**What you have to do:**
Repeat the records exactly. Every line must match.

**Materials provided:**
:::

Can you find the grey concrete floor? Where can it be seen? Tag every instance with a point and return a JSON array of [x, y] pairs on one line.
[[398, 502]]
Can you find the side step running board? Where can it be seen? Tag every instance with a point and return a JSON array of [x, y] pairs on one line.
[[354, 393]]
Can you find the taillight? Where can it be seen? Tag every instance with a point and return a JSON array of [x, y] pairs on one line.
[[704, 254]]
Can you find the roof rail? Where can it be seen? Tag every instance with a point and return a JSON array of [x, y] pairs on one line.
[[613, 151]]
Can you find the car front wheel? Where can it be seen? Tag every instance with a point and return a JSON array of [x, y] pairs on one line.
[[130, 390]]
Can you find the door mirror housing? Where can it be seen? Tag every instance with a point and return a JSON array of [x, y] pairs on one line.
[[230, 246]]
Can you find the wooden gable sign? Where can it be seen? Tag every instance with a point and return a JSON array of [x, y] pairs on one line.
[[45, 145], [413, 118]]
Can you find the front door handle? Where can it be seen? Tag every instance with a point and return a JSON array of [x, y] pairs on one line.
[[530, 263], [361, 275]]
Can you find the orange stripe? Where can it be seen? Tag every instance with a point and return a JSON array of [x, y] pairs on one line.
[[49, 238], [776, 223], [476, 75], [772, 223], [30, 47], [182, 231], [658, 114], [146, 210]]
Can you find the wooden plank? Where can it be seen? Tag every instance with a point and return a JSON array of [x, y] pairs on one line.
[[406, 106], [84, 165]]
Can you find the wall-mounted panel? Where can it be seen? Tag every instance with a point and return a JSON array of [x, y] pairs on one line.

:::

**Response to this task:**
Can you find the grey concrete floor? Where can it be seen? Tag every instance with a point and return a JSON array of [x, y] pairs on one line.
[[398, 502]]
Can you find the side step running board? Where can it be seen? Tag every instance with a point and return a JSON array of [x, y] pairs on one line.
[[354, 393]]
Can you find the taillight? Where can it be seen? Tag every instance with a point and return a JSON array of [x, y] pairs on one line.
[[704, 254]]
Can you find the roof rail? Where can it be seen? Tag every instance with a point and return a JSON array of [x, y] pairs on one line.
[[613, 151]]
Can you find the car front wheel? Where can it be seen? Tag every instance with a point and return a JSON array of [x, y] pairs on one line.
[[130, 390]]
Can you find the door mirror housing? Where can it be seen? Tag every instance with a point and return a JSON array of [x, y] pairs on one line.
[[230, 246]]
Can you find the wooden gable sign? Where can it be seen? Tag every instance with a point and return a JSON array of [x, y] pairs on one line.
[[45, 145], [413, 118]]
Can you find the front door handle? Where can it be seen? Tag every instance with a point and return a JSON array of [x, y] pairs on one line.
[[530, 263], [361, 275]]
Can you find the orange stripe? Where can it be seen? Tag every instance with a point and return a JSON array of [x, y] pairs on one line.
[[49, 238], [776, 223], [476, 75], [772, 223], [30, 47], [182, 231], [658, 114], [146, 210]]
Can you find the wooden plank? Where can it be seen? Tag every instance with a point and return a JSON array of [x, y] pairs on one line.
[[406, 106], [84, 165]]
Can you find the wall-mounted panel? Where can it be seen? Tag every instance with a point and return a JSON array of [x, y] pairs on one line.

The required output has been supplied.